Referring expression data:
☆ ☆ ☆ ☆

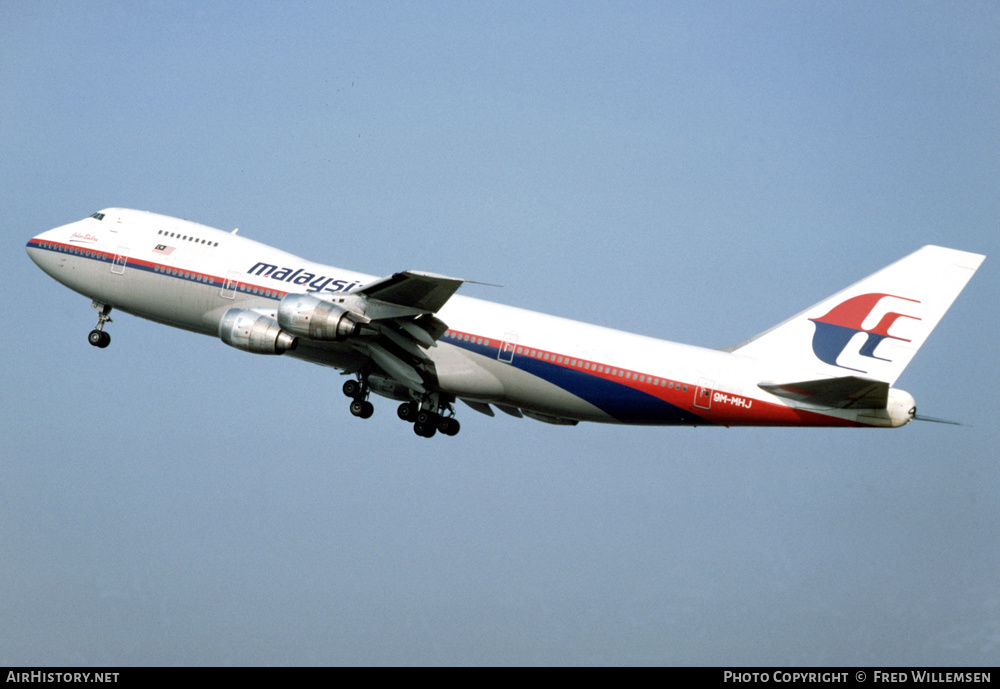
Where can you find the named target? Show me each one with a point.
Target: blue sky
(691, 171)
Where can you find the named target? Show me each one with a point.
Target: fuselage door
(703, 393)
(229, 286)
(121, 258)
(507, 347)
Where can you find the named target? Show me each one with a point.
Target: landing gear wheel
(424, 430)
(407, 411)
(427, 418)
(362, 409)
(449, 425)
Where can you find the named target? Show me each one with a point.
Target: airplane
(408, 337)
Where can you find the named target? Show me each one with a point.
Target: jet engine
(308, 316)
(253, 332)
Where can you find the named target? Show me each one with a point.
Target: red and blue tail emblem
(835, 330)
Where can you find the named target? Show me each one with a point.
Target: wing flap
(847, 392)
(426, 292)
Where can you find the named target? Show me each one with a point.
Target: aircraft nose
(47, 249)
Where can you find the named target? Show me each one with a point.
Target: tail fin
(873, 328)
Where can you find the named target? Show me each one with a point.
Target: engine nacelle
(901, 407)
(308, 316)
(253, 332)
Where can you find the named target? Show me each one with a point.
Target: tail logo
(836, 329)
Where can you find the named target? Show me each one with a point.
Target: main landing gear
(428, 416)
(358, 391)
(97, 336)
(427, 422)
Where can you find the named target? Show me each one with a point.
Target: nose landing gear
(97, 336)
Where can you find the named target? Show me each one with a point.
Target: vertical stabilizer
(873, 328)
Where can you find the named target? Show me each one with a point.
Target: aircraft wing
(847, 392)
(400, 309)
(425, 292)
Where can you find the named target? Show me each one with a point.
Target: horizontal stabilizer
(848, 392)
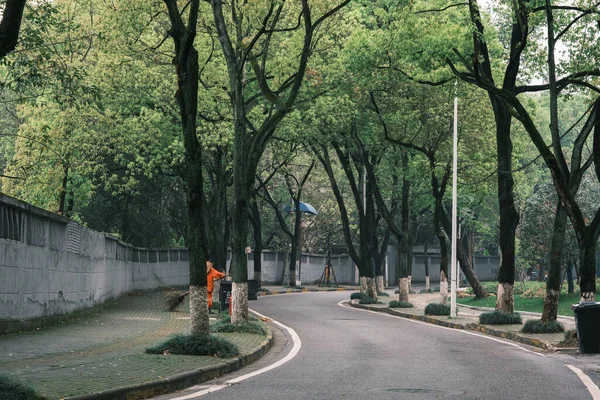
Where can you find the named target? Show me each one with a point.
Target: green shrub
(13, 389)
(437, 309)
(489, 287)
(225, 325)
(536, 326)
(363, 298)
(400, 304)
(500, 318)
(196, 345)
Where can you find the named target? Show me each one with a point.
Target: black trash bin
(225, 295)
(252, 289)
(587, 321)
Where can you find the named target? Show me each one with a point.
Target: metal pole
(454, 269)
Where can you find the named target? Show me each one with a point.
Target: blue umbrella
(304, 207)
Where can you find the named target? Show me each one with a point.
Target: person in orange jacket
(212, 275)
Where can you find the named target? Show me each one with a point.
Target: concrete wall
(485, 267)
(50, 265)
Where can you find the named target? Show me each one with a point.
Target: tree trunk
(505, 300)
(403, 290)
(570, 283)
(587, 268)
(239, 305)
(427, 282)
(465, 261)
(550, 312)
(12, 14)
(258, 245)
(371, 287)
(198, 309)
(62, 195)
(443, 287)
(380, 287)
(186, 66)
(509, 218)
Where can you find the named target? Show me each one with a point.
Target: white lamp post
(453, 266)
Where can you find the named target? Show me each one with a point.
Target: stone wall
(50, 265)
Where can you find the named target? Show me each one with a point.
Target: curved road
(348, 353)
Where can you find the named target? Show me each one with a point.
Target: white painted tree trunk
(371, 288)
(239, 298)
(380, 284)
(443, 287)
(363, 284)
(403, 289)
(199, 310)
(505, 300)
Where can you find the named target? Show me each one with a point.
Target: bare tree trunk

☆ ☆ ☆ ☆

» **EXERCISE REQUIREMENTS**
The data shown above must be printed again exactly, with no images included.

» **RESPONSE AREA**
Where can you find the named target? Show me each one with a point.
Target: blue sky
(691, 171)
Where can you find the named target? Show me each one with a point.
Target: fuselage door
(703, 393)
(229, 286)
(121, 258)
(507, 347)
Where can you find the named target? Show me each one with a point.
Target: landing gear wheel
(424, 430)
(407, 411)
(427, 418)
(362, 409)
(449, 425)
Where can you find the named target? Show me each one with a point.
Target: airplane
(408, 337)
Where can you find the named target? Show me each one with a point.
Target: jet engine
(308, 316)
(253, 332)
Where can you find the named target? Show me each one with a point.
Target: red and blue tail emblem
(835, 330)
Where can you find the named target? Show me each one with a point.
Target: wing flap
(847, 392)
(426, 292)
Where can you find the named target? Show me each one with a point.
Target: aircraft nose
(47, 249)
Where can you find the named target? Show me each one with a point.
Target: tail fin
(873, 328)
Where can you find the named target? Show me each one with a point.
Target: engine nacelle
(901, 407)
(308, 316)
(253, 332)
Where can you find the named target? Show me each one with a point.
Target: tail logo
(836, 329)
Where can you find the named target? Show me each one with a point.
Target: main landing gear
(428, 416)
(358, 391)
(97, 336)
(427, 422)
Where can you find the named target? Show me each one with a point.
Target: nose landing gear
(97, 336)
Where can you find the named target? Show me each one with a point.
Target: vertical stabilizer
(873, 328)
Where can you find the named target? Show me each one with a point.
Target: aircraft wing
(847, 392)
(400, 309)
(425, 292)
Where can you find the named target? Show me each one with a point.
Target: horizontal stabilizer
(848, 392)
Where can you find the named target? Show me each one with a point.
Target: green shrub
(13, 389)
(437, 309)
(489, 287)
(225, 325)
(536, 326)
(363, 298)
(400, 304)
(500, 318)
(196, 345)
Where can you find the named target? Show me each one with a point.
Target: black trash bin
(225, 295)
(252, 289)
(587, 321)
Where can you find the named target? Show me each one with a point.
Target: metal pole
(454, 269)
Where can you find the named target? Show me each one with a point.
Target: blue umbrella
(304, 207)
Where can you find the named target? Show me each one with a point.
Target: person in orange jacket
(212, 275)
Where can you find the named target? Show me each one with a point.
Target: concrete wall
(485, 267)
(50, 265)
Where can you find the named target? Show me each one with a point.
Target: tree trunk
(505, 300)
(403, 290)
(570, 283)
(587, 268)
(239, 305)
(427, 282)
(465, 261)
(550, 312)
(12, 14)
(258, 245)
(371, 287)
(198, 309)
(62, 195)
(443, 287)
(380, 287)
(186, 66)
(509, 218)
Where can you find the named target? Show me each one with a point.
Target: white lamp post
(453, 266)
Where can you find the named target? Show me each one with a point.
Target: stone wall
(50, 265)
Where can you find the named target? Show me each one with a point.
Target: curved road
(348, 353)
Where can you find the named target? Show me each one with a point.
Target: white painted tree trunk
(371, 288)
(239, 298)
(380, 284)
(443, 287)
(363, 284)
(403, 289)
(199, 310)
(505, 300)
Where can you find the named target? Show me each one with a point.
Target: bare tree trunk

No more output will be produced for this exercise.